## [Segmentation mask data]
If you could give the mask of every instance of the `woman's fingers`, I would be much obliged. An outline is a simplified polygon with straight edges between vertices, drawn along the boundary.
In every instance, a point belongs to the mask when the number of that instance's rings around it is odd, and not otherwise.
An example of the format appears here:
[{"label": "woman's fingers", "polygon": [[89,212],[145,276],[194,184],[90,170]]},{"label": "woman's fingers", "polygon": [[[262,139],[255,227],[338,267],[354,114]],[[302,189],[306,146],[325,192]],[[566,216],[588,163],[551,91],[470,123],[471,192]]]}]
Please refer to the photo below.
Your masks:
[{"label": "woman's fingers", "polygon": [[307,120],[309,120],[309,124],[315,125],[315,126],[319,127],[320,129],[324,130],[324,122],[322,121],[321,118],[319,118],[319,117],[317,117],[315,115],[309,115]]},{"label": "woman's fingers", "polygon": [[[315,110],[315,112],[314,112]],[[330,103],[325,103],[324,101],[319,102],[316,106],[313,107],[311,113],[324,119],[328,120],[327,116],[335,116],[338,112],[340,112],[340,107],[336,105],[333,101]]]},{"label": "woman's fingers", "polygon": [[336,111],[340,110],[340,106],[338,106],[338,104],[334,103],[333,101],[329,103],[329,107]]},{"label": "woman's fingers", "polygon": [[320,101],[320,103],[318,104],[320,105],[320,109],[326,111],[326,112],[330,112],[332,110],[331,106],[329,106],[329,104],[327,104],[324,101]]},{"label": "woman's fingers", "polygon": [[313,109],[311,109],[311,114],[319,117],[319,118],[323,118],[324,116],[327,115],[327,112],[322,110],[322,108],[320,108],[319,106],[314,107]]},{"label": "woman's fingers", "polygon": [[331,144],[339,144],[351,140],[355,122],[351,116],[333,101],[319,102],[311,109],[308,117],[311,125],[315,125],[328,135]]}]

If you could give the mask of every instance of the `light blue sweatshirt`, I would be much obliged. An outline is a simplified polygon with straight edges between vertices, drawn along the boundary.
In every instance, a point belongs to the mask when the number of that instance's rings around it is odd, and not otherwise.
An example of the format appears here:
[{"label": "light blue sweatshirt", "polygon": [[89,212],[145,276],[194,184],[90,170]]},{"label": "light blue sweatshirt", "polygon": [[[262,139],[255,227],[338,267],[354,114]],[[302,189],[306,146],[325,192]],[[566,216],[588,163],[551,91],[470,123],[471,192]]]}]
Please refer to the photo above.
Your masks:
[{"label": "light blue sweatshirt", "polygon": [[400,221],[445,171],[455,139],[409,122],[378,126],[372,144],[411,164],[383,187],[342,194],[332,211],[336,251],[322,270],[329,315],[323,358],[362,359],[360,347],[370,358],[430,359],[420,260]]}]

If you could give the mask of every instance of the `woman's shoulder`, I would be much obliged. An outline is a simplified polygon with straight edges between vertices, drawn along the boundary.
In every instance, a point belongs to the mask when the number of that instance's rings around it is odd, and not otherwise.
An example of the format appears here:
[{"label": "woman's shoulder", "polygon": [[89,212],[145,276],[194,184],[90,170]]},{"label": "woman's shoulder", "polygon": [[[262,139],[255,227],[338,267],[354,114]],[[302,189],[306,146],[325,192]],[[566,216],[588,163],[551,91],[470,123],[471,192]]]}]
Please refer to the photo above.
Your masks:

## [Requirement]
I need all of the records above retyped exactly, please.

## [Problem solution]
If you could give the mask of every instance of the `woman's fingers`, I would be much obliged. An outline is a simplified polygon with straight edges between vertices, drawn along the boundary.
In every instance, a point belongs to the mask when the number of that instance's rings around it is odd, and not otherwise.
An example of the format appears here:
[{"label": "woman's fingers", "polygon": [[89,212],[145,276],[194,184],[90,170]]},{"label": "woman's fingers", "polygon": [[[262,139],[255,227],[338,267],[354,114]],[[302,189],[306,146],[325,192]],[[566,216],[588,163],[551,91],[470,123],[471,192]]]}]
Please refer to the photo below.
Your masks:
[{"label": "woman's fingers", "polygon": [[307,120],[309,120],[309,124],[315,125],[315,126],[319,127],[320,129],[324,130],[324,122],[322,121],[321,118],[319,118],[319,117],[317,117],[315,115],[309,115]]},{"label": "woman's fingers", "polygon": [[[315,110],[315,112],[314,112]],[[330,103],[325,103],[324,101],[319,102],[316,106],[313,107],[311,113],[324,119],[328,120],[327,116],[335,116],[338,112],[340,112],[340,107],[336,105],[333,101]]]},{"label": "woman's fingers", "polygon": [[336,111],[340,110],[340,106],[338,106],[338,104],[334,103],[333,101],[329,103],[329,107]]},{"label": "woman's fingers", "polygon": [[320,101],[320,103],[318,104],[320,105],[320,109],[326,111],[326,112],[330,112],[332,110],[331,106],[329,106],[329,104],[327,104],[324,101]]},{"label": "woman's fingers", "polygon": [[313,109],[311,109],[311,114],[319,117],[319,118],[323,118],[324,116],[327,115],[327,112],[322,110],[322,108],[320,108],[319,106],[314,107]]},{"label": "woman's fingers", "polygon": [[331,144],[339,144],[351,140],[355,122],[351,116],[333,101],[319,102],[311,109],[308,117],[311,125],[315,125],[328,135]]}]

If you could give the mask of every instance of the `light blue sweatshirt`, I would be much obliged. An outline is a simplified polygon with straight edges between vertices, drawn along the boundary.
In every instance, a point belongs to the mask when the number of that instance's rings around it is odd, and not otherwise.
An example of the format appears here:
[{"label": "light blue sweatshirt", "polygon": [[89,212],[145,276],[194,184],[90,170]]},{"label": "light blue sweatshirt", "polygon": [[[262,139],[255,227],[338,267],[354,114]],[[302,189],[306,146],[325,192]],[[566,216],[588,163],[551,91],[470,123],[471,192]]]}]
Please refer to the photo above.
Your masks:
[{"label": "light blue sweatshirt", "polygon": [[400,221],[445,171],[455,139],[409,122],[378,126],[372,144],[411,164],[383,187],[342,194],[332,211],[336,251],[322,270],[329,315],[323,358],[362,359],[360,347],[370,358],[430,359],[420,260]]}]

If you could give the mask of every instance of the `woman's shoulder`, I would be much obliged. An outline is a simplified polygon with straight edges between vertices, drawn along the boundary.
In every instance, a point belongs to the mask when the number of that instance's rings around it is odd, and not otherwise.
An example of the format appears here:
[{"label": "woman's shoulder", "polygon": [[89,212],[145,276],[194,184],[90,170]]},{"label": "woman's shoulder", "polygon": [[[262,139],[255,227],[338,267],[354,114]],[[302,189],[306,146],[325,192]],[[566,216],[588,163],[551,91],[470,123],[471,192]]]}]
Please refer to the photo above.
Your masks:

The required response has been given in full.